> WRITTEN INSTRUCTION
Lay out the lines below as a Markdown table with the columns Num and Text. Begin with the line that contains "sleeve? Indicate one point per instance." and continue through the end of the rows, numbering each line in Num and leaving out blank lines.
※ ※ ※
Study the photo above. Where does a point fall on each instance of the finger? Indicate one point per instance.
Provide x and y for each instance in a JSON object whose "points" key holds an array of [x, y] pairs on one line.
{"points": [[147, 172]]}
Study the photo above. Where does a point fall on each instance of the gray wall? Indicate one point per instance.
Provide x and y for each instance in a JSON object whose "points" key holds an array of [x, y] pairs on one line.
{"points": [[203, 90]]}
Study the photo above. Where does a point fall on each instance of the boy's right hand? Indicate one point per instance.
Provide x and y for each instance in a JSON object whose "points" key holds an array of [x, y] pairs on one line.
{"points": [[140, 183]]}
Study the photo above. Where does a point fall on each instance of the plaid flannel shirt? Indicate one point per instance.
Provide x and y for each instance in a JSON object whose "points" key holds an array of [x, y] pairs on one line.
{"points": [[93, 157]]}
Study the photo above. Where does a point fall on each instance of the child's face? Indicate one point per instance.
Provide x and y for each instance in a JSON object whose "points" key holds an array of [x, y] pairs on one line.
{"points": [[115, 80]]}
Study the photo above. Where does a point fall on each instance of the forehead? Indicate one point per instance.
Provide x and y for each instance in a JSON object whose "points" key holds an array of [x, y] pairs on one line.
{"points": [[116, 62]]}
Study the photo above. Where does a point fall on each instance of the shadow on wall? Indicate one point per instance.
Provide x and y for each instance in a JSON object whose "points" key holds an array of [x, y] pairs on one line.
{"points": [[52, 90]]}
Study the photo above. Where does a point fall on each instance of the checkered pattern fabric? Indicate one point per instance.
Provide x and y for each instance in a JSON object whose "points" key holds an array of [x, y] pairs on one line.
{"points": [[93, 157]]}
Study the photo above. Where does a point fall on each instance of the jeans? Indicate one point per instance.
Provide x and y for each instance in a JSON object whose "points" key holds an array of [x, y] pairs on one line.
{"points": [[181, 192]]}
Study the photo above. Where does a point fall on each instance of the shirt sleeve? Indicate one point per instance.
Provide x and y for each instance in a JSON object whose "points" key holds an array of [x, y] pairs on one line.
※ ※ ※
> SOLUTION
| Num | Text |
|---|---|
| 1 | Study the photo above. Where does a point fall on each instance of the shirt sleeve? Indicate one point per instance. |
| 2 | Provide x and y for each instance in a JSON object whose "points" key holds an array of [x, y] pairs on one line. |